═══ Okuma Metni ═══
Sözünü ettiğimiz tutarsızlığın asıl sebebi, projenin büyüklüğü ve zorluğu dolayısıyla masrafların hiç duraklamaksızın artış göstermeleriydi. Yaklaşık 45.000 kişilik nüfusa sahip Waxahachie yerleşiminin etrafının 87 kilometrelik bir tünel ile sarılmasının planlandığı proje için başlangıçta yaklaşık 4 milyar dolarlık bir harcama gerekirken bu meblağ, zamanla 11 milyar dolara kadar yükselince tüm proje rafa kaldırıldı.

Hiçliğin ortasından geçen sofistike bir yol ağı: “Interstate H3”

ABD’nin 50. eyaleti Hawaii’de inşa edilen Interstate H3 yol ağı, konumu ve işlevsellik potansiyelinin pek kısıtlı olması dolayısıyla muhtemelen en gereksiz yol ağı yatırımlarından biri.

Tek işlevi Amerika Birleşik Devletleri Silahlı Kuvvetleri’nin iki askerî tesisini birbirine bağlamak olan ve balta girmemiş ormanlardan geçirilen bu yol ağı, Hawaii’nin adalardan oluşan dağlık ve ormanlık bir eyalet olduğu gerçeği göz önüne alınırsa hemen her açıdan kullanışsız.
═══ Veriler ═══
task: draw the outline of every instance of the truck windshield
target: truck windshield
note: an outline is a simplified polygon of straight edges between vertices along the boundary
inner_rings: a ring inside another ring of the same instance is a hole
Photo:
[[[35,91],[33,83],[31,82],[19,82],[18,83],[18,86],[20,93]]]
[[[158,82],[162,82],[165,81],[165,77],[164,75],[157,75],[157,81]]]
═══
### Alıştırma Yönergeleri
**1)** Okuma metninde "ABD’nin 50. eyaleti" sözcüklerini içeren ifadeyle açılıp "her açıdan kullanışsız." ile kapanan bölümü hiç değiştirmeden yazın.
**2)** Okuma metnine göre Waxahachie yerleşimini tünelle çevirmeyi amaçlayan proje neden rafa kaldırıldı? Bir ile üç cümle arasında açıklayın.

### Görev Yanıtları
**1)**
ABD’nin 50. eyaleti Hawaii’de inşa edilen Interstate H3 yol ağı, konumu ve işlevsellik potansiyelinin pek kısıtlı olması dolayısıyla muhtemelen en gereksiz yol ağı yatırımlarından biri.

Tek işlevi Amerika Birleşik Devletleri Silahlı Kuvvetleri’nin iki askerî tesisini birbirine bağlamak olan ve balta girmemiş ormanlardan geçirilen bu yol ağı, Hawaii’nin adalardan oluşan dağlık ve ormanlık bir eyalet olduğu gerçeği göz önüne alınırsa hemen her açıdan kullanışsız.

**2)** Projenin büyüklüğü ve zorluğu yüzünden masraflar hiç durmadan arttı. Başlangıçta yaklaşık 4 milyar dolar olan gereken harcama zamanla 11 milyar dolara çıkınca proje rafa kaldırıldı.